▶ TEXT SEGMENT:
__________________________________________________

15:00 Sarah, Francis and the twins come back from the dog-show, hastily grab a few more of their possessions, hand over the grandad and grandma mugs they bought us today, and rush off to the supermarket, which under the UK's special Sunday store-opening hours, have to close at 4 pm or so - it's going to be the family's first evening together in their new home, and they haven't got much food, Francis says. So fair enough!

So it's bye bye twins, bye bye Sarah, bye bye Francis - sob, sob!




Lois and I wave them all goodbye, and then come back indoors and collapse in a heap for the second time today - what madness!!! But you see, we ARE really really REALLY old now haha!

16:00 We do our best to recover our strength on the sofa with a couple of mini-cakes and a cup of Earl Grey tea using our shiny new "Grandparent" mugs, which is nice.

Lois with her shiny-new "Special Grandma" mug...

... and me with my shiny new "Best Grandad Ever" mug.
Go on then, have one of my mini-cakes! You know you want to haha!!!

20:00 We wind down with a bit of TV, last night's airing of programme no.2 in Alice Roberts' new series, "Ancient Egypt by Train".

__________________________________________________

▶ DATA LINES:
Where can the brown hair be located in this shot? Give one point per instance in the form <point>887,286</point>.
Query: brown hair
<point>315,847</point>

__________________________________________________

▶ WHAT NEEDS TO BE DONE:
Return, word for word, everything in the diary entry from "15:00 Sarah, Francis" down to "- sob, sob!".

▶ IN RESPONSE:
15:00 Sarah, Francis and the twins come back from the dog-show, hastily grab a few more of their possessions, hand over the grandad and grandma mugs they bought us today, and rush off to the supermarket, which under the UK's special Sunday store-opening hours, have to close at 4 pm or so - it's going to be the family's first evening together in their new home, and they haven't got much food, Francis says. So fair enough!

So it's bye bye twins, bye bye Sarah, bye bye Francis - sob, sob!